[Assigned task] List every person named in the passage below on wrongful convictions.

[Passage provided]
%%
First, North Carolina's state-run innocence commission—the only state-run innocence agency in the country—has found its first exoneration.

…a panel of North Carolina judges ruled Wednesday that a man was wrongfully convicted of murdering a prostitute in 1991 and freed him after 16 years in prison.

The three-judge panel found "clear and convincing evidence" that the man, Gregory F. Taylor, was innocent and had been convicted based on flawed evidence and unreliable testimony.

It was the first case won by the commission, which was established in 2006 after a wave of embarrassing wrongful convictions in North Carolina…

After the verdict, the Wake County district attorney, C. Colon Willoughby Jr., apologized to Mr. Taylor.

"I told him I'm very sorry he was convicted," Mr. Willoughby told The Associated Press. "I wish we had had all of this evidence in 1991."

Second, next week Texas is scheduled to execute Henry Watkins Skinner for killing his girlfriend and her two sons in 1993. Northwestern University's Medill Innocence Project—which has a pretty good record in these cases—believes there's a good chance he is innocent. The most troubling part of Skinner's pending execution (and there's plenty about his case to be troubled by) is that there's still DNA from the crime scene that prosecutors refuse to test. So far, Texas' courts have refused to force the state to make the evidence available for testing. Skinner has maintained his innocence since his arrest.

A DNA test isn't expensive, and isn't particularly time consuming. The problem in this case seems to be that the prosecution can put Skinner at the crime scene at the time of the murders, and that's good enough for them. Skinner says he was comatose from an alcohol and codeine overdose when the murders took place, an alibi Medill says is backed by blood tests taken after his arrest. A DNA test on hair or blood at the scene that doesn't match Skinner or the victims, then, wouldn't necessarily prove Skinner is innocent, but it would certainly complicate the state's case against him, especially if it matches the person Skinner's attorneys suspect committed the crimes, an uncle of Skinner's girlfriend. But if you're going to execute someone, it seems like you probably should have first exhausted any possibility that someone else committed the crime.

Skinner's pending execution is all the more troubling given Texas Gov. Rick Perry's efforts to bury a state forensic commission's investigation into the state's possible wrongful execution of Cameron Todd Willingham in 2003.
%%
[Source data]
%%
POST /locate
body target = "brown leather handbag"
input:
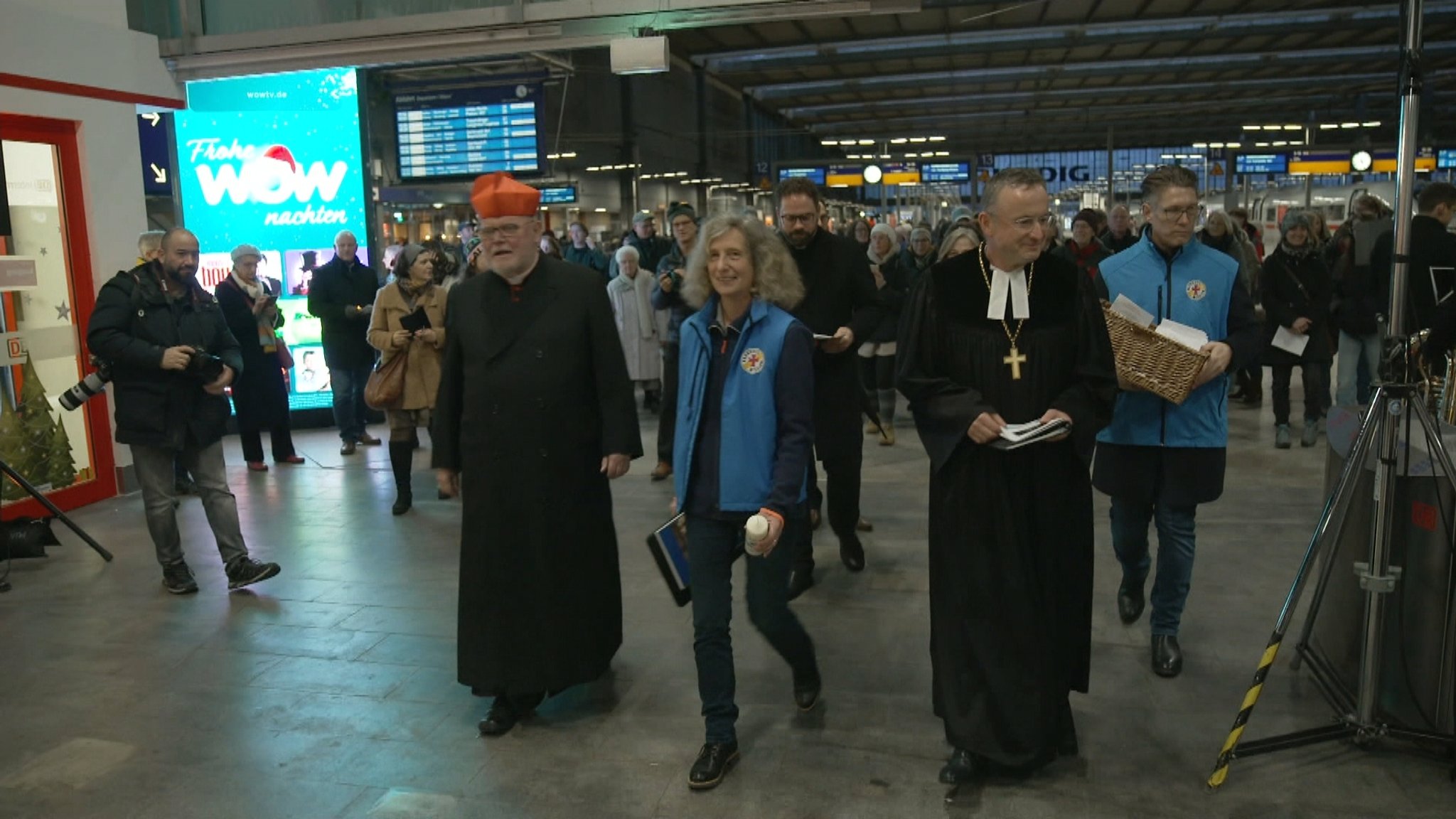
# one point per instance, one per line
(386, 385)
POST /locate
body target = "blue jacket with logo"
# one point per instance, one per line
(1194, 287)
(764, 419)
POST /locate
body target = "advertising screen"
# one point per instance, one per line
(274, 161)
(469, 132)
(1261, 164)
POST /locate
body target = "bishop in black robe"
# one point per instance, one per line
(533, 395)
(1011, 531)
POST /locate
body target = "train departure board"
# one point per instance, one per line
(469, 132)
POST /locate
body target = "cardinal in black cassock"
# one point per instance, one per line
(535, 416)
(1011, 531)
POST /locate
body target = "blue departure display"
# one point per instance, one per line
(469, 132)
(560, 194)
(815, 176)
(946, 172)
(1261, 164)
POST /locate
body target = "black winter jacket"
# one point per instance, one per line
(133, 326)
(337, 286)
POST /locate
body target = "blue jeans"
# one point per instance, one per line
(1351, 390)
(348, 401)
(714, 548)
(1175, 550)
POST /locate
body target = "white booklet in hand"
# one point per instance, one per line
(1017, 436)
(1190, 337)
(1132, 312)
(1285, 338)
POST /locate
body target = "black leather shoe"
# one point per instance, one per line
(1130, 599)
(852, 552)
(807, 691)
(501, 719)
(963, 767)
(1068, 737)
(801, 580)
(1167, 655)
(712, 766)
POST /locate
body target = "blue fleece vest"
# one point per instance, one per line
(749, 423)
(1196, 290)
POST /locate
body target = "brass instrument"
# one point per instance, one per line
(1439, 390)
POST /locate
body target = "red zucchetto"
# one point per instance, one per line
(498, 194)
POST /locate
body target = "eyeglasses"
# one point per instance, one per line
(1028, 223)
(1177, 215)
(507, 230)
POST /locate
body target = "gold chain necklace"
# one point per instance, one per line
(1017, 359)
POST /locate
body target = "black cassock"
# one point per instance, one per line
(1011, 532)
(533, 394)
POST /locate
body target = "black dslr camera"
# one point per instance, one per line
(89, 387)
(204, 366)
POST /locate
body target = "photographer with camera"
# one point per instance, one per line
(171, 360)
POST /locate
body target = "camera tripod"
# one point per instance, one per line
(1357, 717)
(9, 471)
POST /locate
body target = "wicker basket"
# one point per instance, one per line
(1149, 360)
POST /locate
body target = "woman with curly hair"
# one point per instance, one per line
(742, 449)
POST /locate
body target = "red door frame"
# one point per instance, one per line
(63, 134)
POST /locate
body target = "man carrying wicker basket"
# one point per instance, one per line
(1160, 459)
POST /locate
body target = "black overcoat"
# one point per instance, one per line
(535, 392)
(259, 392)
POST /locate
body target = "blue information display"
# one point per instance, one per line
(1261, 164)
(274, 161)
(469, 132)
(815, 176)
(946, 172)
(558, 194)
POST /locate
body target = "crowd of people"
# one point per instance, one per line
(764, 350)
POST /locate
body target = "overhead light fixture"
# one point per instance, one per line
(640, 55)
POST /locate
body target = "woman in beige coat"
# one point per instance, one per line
(410, 318)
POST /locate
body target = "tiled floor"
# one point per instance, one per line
(329, 691)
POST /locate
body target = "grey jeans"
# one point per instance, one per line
(155, 473)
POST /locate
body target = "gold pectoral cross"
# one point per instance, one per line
(1015, 360)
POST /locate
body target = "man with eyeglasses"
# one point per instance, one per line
(533, 419)
(1007, 334)
(842, 306)
(1158, 459)
(343, 298)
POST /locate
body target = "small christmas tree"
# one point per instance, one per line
(38, 429)
(62, 464)
(12, 437)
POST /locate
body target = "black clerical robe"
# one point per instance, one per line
(533, 394)
(1011, 532)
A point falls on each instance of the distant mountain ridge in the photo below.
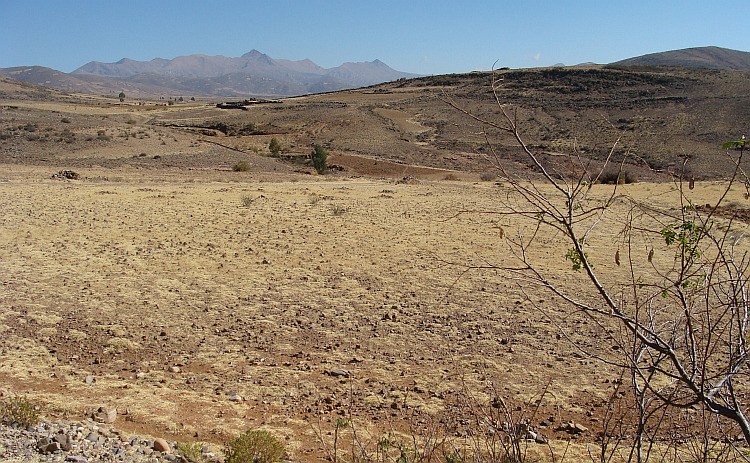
(700, 57)
(277, 77)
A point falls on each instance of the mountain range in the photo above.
(256, 74)
(253, 74)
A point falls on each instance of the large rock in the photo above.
(160, 445)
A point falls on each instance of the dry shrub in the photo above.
(241, 166)
(255, 446)
(488, 176)
(616, 177)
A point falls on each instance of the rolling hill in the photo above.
(700, 57)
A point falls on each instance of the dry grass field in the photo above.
(202, 302)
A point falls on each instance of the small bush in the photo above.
(320, 159)
(255, 447)
(613, 177)
(488, 176)
(274, 147)
(191, 451)
(241, 166)
(18, 409)
(339, 210)
(247, 201)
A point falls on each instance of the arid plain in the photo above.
(201, 302)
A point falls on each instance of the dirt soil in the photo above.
(201, 302)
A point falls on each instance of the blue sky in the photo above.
(424, 37)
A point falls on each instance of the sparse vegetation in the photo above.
(191, 451)
(242, 166)
(616, 177)
(338, 210)
(320, 159)
(274, 147)
(19, 409)
(488, 176)
(255, 446)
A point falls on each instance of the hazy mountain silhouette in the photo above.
(253, 73)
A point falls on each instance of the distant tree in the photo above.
(274, 147)
(319, 157)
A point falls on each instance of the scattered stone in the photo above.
(105, 415)
(66, 175)
(540, 438)
(62, 440)
(160, 445)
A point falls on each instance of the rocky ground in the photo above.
(85, 442)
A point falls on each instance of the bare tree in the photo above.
(677, 308)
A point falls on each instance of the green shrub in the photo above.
(612, 177)
(274, 147)
(18, 409)
(255, 447)
(241, 166)
(191, 451)
(320, 157)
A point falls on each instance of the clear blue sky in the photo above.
(425, 37)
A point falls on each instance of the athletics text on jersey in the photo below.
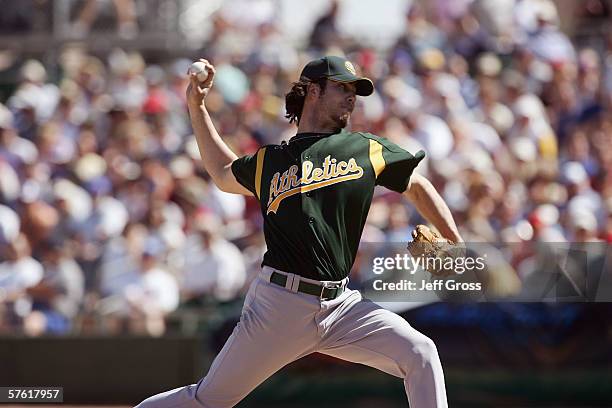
(315, 193)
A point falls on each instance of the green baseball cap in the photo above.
(337, 69)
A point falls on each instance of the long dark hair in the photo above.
(294, 100)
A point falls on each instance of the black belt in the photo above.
(324, 291)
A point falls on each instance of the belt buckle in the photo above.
(328, 285)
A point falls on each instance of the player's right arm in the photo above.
(216, 155)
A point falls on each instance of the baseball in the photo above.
(199, 68)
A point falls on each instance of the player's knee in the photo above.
(422, 354)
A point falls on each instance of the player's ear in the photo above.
(313, 90)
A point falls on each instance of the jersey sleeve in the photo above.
(245, 169)
(399, 165)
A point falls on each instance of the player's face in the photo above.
(338, 102)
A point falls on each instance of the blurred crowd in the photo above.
(109, 223)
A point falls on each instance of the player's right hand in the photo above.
(196, 90)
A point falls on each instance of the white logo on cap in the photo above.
(350, 67)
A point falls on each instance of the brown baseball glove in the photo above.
(433, 249)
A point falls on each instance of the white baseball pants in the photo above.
(279, 325)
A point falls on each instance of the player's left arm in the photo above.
(428, 202)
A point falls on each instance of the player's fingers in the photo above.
(194, 83)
%%
[Response area] Gregory F. Taylor, C. Colon Willoughby Jr., Henry Watkins Skinner, Rick Perry, Cameron Todd Willingham